_Given information:_

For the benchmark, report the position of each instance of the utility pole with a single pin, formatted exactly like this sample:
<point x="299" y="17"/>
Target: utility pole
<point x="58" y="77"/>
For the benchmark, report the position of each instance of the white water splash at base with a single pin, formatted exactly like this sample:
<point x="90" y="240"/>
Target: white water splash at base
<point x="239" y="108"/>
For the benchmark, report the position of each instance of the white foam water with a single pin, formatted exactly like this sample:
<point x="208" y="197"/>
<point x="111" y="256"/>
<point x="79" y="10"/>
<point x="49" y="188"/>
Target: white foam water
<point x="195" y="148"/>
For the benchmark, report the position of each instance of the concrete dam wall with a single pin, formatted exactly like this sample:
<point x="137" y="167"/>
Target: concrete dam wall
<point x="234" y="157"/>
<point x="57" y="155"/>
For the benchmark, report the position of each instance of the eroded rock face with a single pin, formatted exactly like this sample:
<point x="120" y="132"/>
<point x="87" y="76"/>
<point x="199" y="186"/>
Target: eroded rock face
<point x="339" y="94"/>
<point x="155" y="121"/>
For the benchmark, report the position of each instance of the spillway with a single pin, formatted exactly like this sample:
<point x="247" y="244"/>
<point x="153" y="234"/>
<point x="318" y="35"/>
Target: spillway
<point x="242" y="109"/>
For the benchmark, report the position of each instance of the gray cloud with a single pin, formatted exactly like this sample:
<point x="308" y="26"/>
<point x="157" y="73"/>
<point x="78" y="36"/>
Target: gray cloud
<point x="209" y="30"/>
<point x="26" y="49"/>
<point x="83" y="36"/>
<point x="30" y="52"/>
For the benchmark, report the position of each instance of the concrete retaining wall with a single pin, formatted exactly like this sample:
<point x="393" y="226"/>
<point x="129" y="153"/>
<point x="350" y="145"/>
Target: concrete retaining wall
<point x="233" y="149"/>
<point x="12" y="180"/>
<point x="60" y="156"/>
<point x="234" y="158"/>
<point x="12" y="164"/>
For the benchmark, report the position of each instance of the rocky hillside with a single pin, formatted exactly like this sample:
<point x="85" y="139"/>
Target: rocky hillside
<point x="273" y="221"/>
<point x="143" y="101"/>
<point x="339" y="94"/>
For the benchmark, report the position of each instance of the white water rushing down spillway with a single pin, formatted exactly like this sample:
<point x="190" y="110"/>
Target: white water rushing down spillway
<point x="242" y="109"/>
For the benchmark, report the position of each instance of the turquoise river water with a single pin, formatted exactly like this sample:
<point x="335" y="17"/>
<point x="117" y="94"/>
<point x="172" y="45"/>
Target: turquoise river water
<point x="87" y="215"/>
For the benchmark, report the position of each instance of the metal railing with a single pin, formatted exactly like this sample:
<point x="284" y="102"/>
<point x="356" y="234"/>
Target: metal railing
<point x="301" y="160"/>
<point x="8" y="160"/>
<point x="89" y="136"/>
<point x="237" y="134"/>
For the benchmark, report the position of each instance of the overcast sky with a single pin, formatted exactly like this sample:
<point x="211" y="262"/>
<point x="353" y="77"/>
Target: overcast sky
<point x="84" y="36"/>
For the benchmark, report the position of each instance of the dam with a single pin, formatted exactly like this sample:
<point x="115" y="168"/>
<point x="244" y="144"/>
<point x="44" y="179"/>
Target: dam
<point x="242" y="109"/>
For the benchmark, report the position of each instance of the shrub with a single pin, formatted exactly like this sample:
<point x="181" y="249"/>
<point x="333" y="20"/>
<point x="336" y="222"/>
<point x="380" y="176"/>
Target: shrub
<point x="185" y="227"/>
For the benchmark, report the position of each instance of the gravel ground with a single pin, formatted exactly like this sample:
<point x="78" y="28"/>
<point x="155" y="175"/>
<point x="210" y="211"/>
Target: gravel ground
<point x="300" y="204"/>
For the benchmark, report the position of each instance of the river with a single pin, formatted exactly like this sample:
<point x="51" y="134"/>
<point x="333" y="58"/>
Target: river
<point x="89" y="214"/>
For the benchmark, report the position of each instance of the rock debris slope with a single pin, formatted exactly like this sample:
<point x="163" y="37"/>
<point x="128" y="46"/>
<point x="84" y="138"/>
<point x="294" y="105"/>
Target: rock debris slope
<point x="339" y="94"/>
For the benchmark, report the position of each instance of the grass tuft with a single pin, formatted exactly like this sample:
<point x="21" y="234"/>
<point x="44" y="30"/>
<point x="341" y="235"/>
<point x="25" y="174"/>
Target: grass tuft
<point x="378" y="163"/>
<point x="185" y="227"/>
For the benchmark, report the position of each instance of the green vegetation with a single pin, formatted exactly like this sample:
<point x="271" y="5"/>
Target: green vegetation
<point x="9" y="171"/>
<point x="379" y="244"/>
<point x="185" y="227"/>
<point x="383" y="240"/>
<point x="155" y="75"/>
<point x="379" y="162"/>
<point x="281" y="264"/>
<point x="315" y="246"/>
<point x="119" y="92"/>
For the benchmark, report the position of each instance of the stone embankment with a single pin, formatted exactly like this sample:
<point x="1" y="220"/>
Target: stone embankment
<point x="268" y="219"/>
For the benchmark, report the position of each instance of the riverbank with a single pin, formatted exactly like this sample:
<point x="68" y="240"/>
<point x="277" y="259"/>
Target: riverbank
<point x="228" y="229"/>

_The problem:_ Extract each record, keeping it identical to the original.

_Finished answer:_
For the benchmark, report the position of each instance of the utility pole with a single pin, formatted exactly like this sample:
<point x="299" y="17"/>
Target: utility pole
<point x="58" y="77"/>
For the benchmark, report the position of each instance of the white water splash at base with a single pin, formatted exactly like this sample:
<point x="90" y="240"/>
Target: white water splash at base
<point x="239" y="108"/>
For the benchmark, report the position of each instance of the white foam water with a single pin, formatted exactly like this sample:
<point x="208" y="197"/>
<point x="111" y="256"/>
<point x="79" y="10"/>
<point x="49" y="188"/>
Target: white foam water
<point x="195" y="148"/>
For the benchmark, report the position of each instance of the concrete dam wall with a single pin, formatted exactly like this sample:
<point x="137" y="167"/>
Target: concrete dam wall
<point x="234" y="157"/>
<point x="57" y="155"/>
For the benchmark, report the position of each instance of the eroded rock face with a single pin, formatted exactly like this sample:
<point x="120" y="132"/>
<point x="87" y="76"/>
<point x="199" y="186"/>
Target: eroded rock face
<point x="339" y="94"/>
<point x="155" y="121"/>
For the benchmark, report the position of each instance of the spillway with a single pin, formatted exactly like this sample:
<point x="247" y="244"/>
<point x="153" y="234"/>
<point x="318" y="35"/>
Target: spillway
<point x="242" y="109"/>
For the benchmark, report the position of each instance of the gray cloud with a single pin, formatted exactly like this sample:
<point x="308" y="26"/>
<point x="157" y="73"/>
<point x="78" y="36"/>
Target: gray cloud
<point x="209" y="30"/>
<point x="26" y="49"/>
<point x="83" y="36"/>
<point x="30" y="52"/>
For the benchmark, report the position of each instance of the concrete retaining wall with a single pin, formatted exactly like this sample:
<point x="393" y="226"/>
<point x="129" y="153"/>
<point x="350" y="145"/>
Target: concrete retaining wall
<point x="233" y="149"/>
<point x="12" y="180"/>
<point x="60" y="156"/>
<point x="234" y="158"/>
<point x="12" y="164"/>
For the benchmark, report the position of each instance of the rocky hillside with a single pin, formatted exactly like this sample:
<point x="85" y="139"/>
Target: rocky hillside
<point x="273" y="221"/>
<point x="143" y="101"/>
<point x="339" y="94"/>
For the benchmark, report the position of each instance of the white water rushing down spillway with a single pin, formatted exactly like this sample:
<point x="190" y="110"/>
Target: white water rushing down spillway
<point x="242" y="109"/>
For the benchmark, report the position of each instance of the turquoise river water with a single pin, formatted exactly like this sample:
<point x="335" y="17"/>
<point x="117" y="94"/>
<point x="172" y="45"/>
Target: turquoise river water
<point x="87" y="215"/>
For the benchmark, report the position of each instance of the metal railing with a single pin, formatted exactly like this sample:
<point x="284" y="102"/>
<point x="356" y="234"/>
Target: metal railing
<point x="301" y="160"/>
<point x="8" y="160"/>
<point x="89" y="136"/>
<point x="237" y="134"/>
For the benchmark, report the position of each instance of the overcast sky with a single pin, formatted exactly like this sample:
<point x="211" y="262"/>
<point x="353" y="77"/>
Target: overcast sky
<point x="84" y="36"/>
For the benchmark, report the position of each instance of the dam with a single pin, formatted exactly like this sample:
<point x="115" y="168"/>
<point x="244" y="144"/>
<point x="44" y="179"/>
Target: dam
<point x="242" y="109"/>
For the benchmark, report the position of each instance of the shrub with a single pin, formatted exactly like this sample:
<point x="181" y="249"/>
<point x="333" y="20"/>
<point x="336" y="222"/>
<point x="380" y="176"/>
Target: shrub
<point x="185" y="227"/>
For the benchmark, report the position of each instance of the gravel ground with a single pin, formatted exactly like this sample:
<point x="78" y="28"/>
<point x="155" y="175"/>
<point x="210" y="211"/>
Target: gravel ground
<point x="300" y="204"/>
For the benchmark, report the position of each instance of the river with a single pin, formatted exactly like this sample:
<point x="51" y="134"/>
<point x="333" y="58"/>
Target: river
<point x="89" y="214"/>
For the benchmark, report the position of each instance of the rock debris slope with a single pin, formatted exactly like this sample:
<point x="163" y="37"/>
<point x="128" y="46"/>
<point x="84" y="138"/>
<point x="294" y="105"/>
Target: rock debris slope
<point x="339" y="94"/>
For the benchmark, report the position of each instance of the grass tuft with a single pin, formatted exactly like this sample:
<point x="21" y="234"/>
<point x="44" y="30"/>
<point x="341" y="235"/>
<point x="25" y="174"/>
Target: grass tuft
<point x="378" y="163"/>
<point x="185" y="227"/>
For the benchmark, report the position of each instance of the green vegetation with a single pin, formatted exactly like this sample:
<point x="271" y="5"/>
Target: green vegetation
<point x="9" y="171"/>
<point x="379" y="244"/>
<point x="185" y="227"/>
<point x="383" y="240"/>
<point x="155" y="75"/>
<point x="379" y="162"/>
<point x="281" y="264"/>
<point x="315" y="246"/>
<point x="119" y="92"/>
For the benchmark, report the position of each instance of the stone embankment with a single pin, formatted exactly like this sample:
<point x="1" y="220"/>
Target: stone embankment
<point x="268" y="219"/>
For the benchmark, report the position of each instance of the riverbank with a single pin, formatted exactly like this sample:
<point x="68" y="240"/>
<point x="277" y="259"/>
Target: riverbank
<point x="228" y="229"/>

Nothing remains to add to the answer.